Protection of traditional knowledge, innovations and practices
Conventional forms of patents (IPRs) are inadequate to protect indigenous
knowledge because they are based on protection of individual property
rights, whereas traditional knowledge is collective. Such knowledge,
developed over a period of time and codified in texts or retained in oral
traditions over generations, may also not satisfy the conditions of novelty
and innovative step necessary for grant of a patent. In this context, the
paper examined 3 options for the protection of traditional knowledge: (i)
documentation of traditional knowledge; (ii) registration and innovation
patent system; and (iii) development of a sui generis system.

Documentation of traditional knowledge
If traditional knowledge is properly documented, it can be made available
to patent examiners the world over so that prior art in the case of
inventions based on such materials/knowledge is readily available to them.
Documentation may also identify the indigenous communities with whom
benefits have to be shared.

One clear benefit of documentation is that it would check patents based on
traditional knowledge in public domain that are today difficult to prevent
due to lack of availability of information with patent examiners. Some
initiatives taken to document traditional knowledge include the Community
Biodiversity Registers (CBRs) and the Traditional Knowledge Digital Library
(a computerized database of documented TK relating to use of medicinal and
other plants).

The paper however cautioned that mere documentation may not ensure benefit
sharing, unless it is backed by a mechanism for protecting the knowledge.
Documentation may only serve a defensive purpose. This necessitates
extending some kind of protection to traditional knowledge. In this
context, the paper considered the registration and innovation patent, and
sui generis systems.

Registration and innovation patent system for traditional knowledge
This involves creating a system for registration of innovations by
inventors. Such registration will be tantamount to giving right to the
inventor to challenge any use of the innovation without prior permission.
For novel and useful innovations, a kind of petty patent giving protection
for a limited duration may be worked out.

* **Work instruction A**
In the passage on protecting traditional knowledge, why are conventional patents said to be inadequate for indigenous knowledge?
* **Work instruction B**
Extend the passage on protecting traditional knowledge, picking up right after its final sentence.
The data after this passage is not needed for either task.

* **Dataset content**
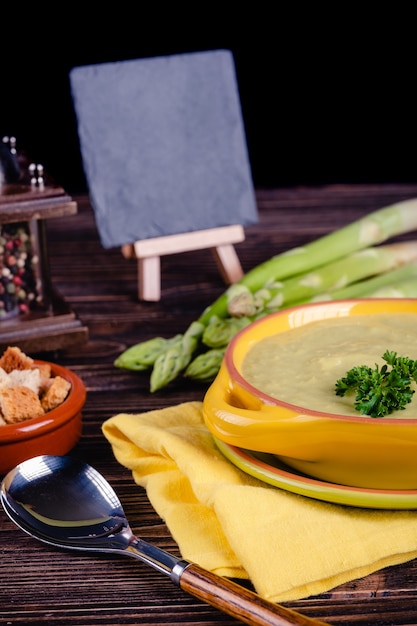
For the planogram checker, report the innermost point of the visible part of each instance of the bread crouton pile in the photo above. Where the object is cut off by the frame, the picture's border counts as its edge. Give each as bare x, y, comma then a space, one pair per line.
27, 390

* **Your response A**
They are based on protecting individual property rights, whereas traditional knowledge is collective.

* **Your response B**
Sui generis system for protecting traditional knowledge
A sui generis system, separate from the existing IPR system, could be
designed to protect knowledge, innovations and practices associated with
biological resources. The paper noted that the parameters, elements and
modalities of a sui-generis system were still being worked out. Such a
system would be in addition to the sui generis system of protection for
plant varieties (as per the provisions of the TRIPS Agreement).

International action
The paper noted that: "While securing benefits to the creators and holders
of knowledge for the use of this knowledge is subject to national
legislation, national action alone is not sufficient to ensure realization
of benefits ... The onus must also be shared by the user of this knowledge
all over the world so as to ensure compliance of the consent requirement
for using the knowledge and equitable sharing of benefits as visualized in
the Convention on Biological Diversity." Therefore, national action, and a
basic understanding and respect for an internationally recognised regime to
ensure rights to these communities have to go hand in hand. In this
context, India has suggested in international fora, in the CBD and the WTO,
that applications for patents should disclose the following:
- the source of knowledge and biological material;
- an undertaking that the prevalent laws and practices of the country of
origin have been fully respected.

Observer status
At the CTE meeting, the CBD reiterated its request for observer status in
the TRIPs Council. The US had blocked the CBD from being granted an ad hoc
observer status at the TRIPS Council at its last meeting.